▶ Task instructions:
Please count how many lines in the entries below contain the string "hiker", treating uppercase and lowercase as different, and reply with that number alone.

▶ Raw records:
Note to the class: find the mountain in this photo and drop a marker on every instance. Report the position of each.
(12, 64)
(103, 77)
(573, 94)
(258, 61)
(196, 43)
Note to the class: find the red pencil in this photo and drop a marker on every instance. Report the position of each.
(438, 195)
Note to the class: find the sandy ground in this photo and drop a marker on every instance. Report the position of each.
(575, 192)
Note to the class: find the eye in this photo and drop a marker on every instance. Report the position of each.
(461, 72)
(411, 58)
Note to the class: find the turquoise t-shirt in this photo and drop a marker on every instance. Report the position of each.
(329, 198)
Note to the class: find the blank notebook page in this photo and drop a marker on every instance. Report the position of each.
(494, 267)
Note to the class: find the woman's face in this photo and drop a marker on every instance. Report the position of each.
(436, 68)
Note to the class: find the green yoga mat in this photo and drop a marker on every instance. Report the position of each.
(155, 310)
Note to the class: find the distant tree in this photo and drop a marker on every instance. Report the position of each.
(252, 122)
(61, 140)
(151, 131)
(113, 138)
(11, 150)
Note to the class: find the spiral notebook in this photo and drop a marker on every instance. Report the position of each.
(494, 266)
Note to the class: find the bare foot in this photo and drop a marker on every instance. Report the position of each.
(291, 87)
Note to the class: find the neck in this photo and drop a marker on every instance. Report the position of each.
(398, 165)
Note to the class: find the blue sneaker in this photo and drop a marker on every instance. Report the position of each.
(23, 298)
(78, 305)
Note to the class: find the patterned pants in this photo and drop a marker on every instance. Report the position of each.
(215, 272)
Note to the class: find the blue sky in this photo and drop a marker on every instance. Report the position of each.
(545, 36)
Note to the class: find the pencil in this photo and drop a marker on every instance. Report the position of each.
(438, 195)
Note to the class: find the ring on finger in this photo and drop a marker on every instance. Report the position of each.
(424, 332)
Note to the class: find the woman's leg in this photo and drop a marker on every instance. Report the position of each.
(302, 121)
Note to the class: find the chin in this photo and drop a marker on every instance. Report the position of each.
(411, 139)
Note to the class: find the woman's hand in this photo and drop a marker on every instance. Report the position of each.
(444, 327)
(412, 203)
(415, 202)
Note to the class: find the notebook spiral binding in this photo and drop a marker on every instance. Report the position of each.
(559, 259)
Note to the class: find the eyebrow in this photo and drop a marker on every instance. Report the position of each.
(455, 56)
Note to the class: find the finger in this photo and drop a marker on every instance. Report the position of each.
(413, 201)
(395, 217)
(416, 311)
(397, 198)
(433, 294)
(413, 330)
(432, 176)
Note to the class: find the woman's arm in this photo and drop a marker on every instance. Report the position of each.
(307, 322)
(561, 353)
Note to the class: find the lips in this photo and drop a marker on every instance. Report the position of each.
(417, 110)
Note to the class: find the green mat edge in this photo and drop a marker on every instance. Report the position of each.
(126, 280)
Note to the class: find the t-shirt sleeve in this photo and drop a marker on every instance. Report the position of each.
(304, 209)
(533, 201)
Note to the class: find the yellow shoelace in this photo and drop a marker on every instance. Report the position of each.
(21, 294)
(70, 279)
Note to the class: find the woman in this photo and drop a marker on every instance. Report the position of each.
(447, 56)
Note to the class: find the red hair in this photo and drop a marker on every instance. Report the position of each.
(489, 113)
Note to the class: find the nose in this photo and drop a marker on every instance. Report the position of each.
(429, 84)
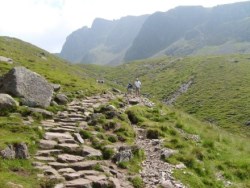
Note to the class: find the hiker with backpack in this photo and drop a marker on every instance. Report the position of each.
(137, 87)
(129, 88)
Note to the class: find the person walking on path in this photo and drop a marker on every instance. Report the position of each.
(137, 87)
(129, 89)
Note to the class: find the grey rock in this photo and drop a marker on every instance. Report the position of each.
(57, 165)
(69, 158)
(116, 90)
(79, 183)
(84, 165)
(53, 136)
(134, 101)
(78, 138)
(45, 159)
(91, 152)
(7, 102)
(13, 185)
(167, 184)
(66, 170)
(6, 60)
(47, 144)
(8, 152)
(21, 82)
(123, 155)
(61, 99)
(21, 150)
(165, 153)
(43, 112)
(56, 87)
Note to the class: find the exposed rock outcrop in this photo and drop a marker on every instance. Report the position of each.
(32, 87)
(6, 60)
(16, 151)
(7, 102)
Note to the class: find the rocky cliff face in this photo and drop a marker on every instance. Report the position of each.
(104, 43)
(180, 31)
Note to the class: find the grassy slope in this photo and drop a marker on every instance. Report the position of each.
(220, 93)
(12, 129)
(51, 67)
(216, 158)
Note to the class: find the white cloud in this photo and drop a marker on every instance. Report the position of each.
(47, 23)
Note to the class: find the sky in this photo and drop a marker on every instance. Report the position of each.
(47, 23)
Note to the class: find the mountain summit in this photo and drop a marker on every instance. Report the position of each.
(185, 30)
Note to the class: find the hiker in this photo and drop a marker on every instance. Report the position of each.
(137, 87)
(129, 88)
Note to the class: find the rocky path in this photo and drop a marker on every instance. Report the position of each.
(66, 157)
(156, 172)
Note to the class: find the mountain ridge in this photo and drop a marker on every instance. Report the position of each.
(182, 31)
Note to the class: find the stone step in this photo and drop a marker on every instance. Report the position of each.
(81, 182)
(67, 141)
(58, 165)
(60, 129)
(56, 136)
(45, 159)
(47, 144)
(70, 148)
(78, 138)
(72, 124)
(66, 170)
(47, 153)
(67, 158)
(84, 165)
(90, 152)
(69, 120)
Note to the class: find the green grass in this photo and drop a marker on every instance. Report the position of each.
(54, 69)
(220, 93)
(216, 151)
(17, 171)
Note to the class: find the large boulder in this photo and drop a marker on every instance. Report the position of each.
(16, 151)
(32, 87)
(7, 102)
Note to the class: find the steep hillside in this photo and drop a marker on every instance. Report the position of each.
(219, 92)
(193, 30)
(92, 132)
(104, 43)
(187, 30)
(51, 67)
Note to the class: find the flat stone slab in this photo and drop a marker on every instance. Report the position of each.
(47, 144)
(48, 152)
(69, 158)
(67, 141)
(69, 147)
(79, 183)
(57, 165)
(91, 152)
(85, 165)
(46, 159)
(96, 178)
(61, 129)
(53, 136)
(78, 138)
(66, 170)
(89, 172)
(72, 176)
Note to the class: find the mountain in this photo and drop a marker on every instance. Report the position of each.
(142, 138)
(215, 88)
(194, 30)
(104, 43)
(186, 30)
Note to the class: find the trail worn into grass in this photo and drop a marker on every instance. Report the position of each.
(155, 172)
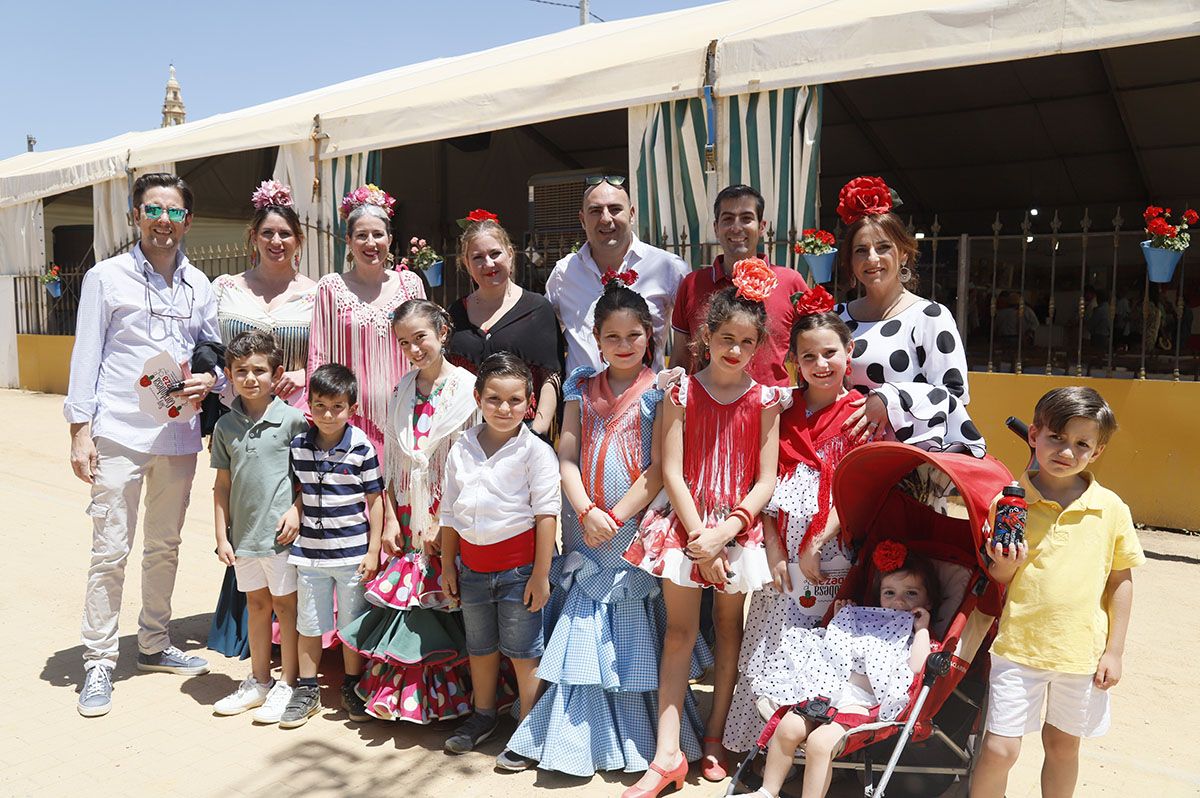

▶ Solution to this task:
2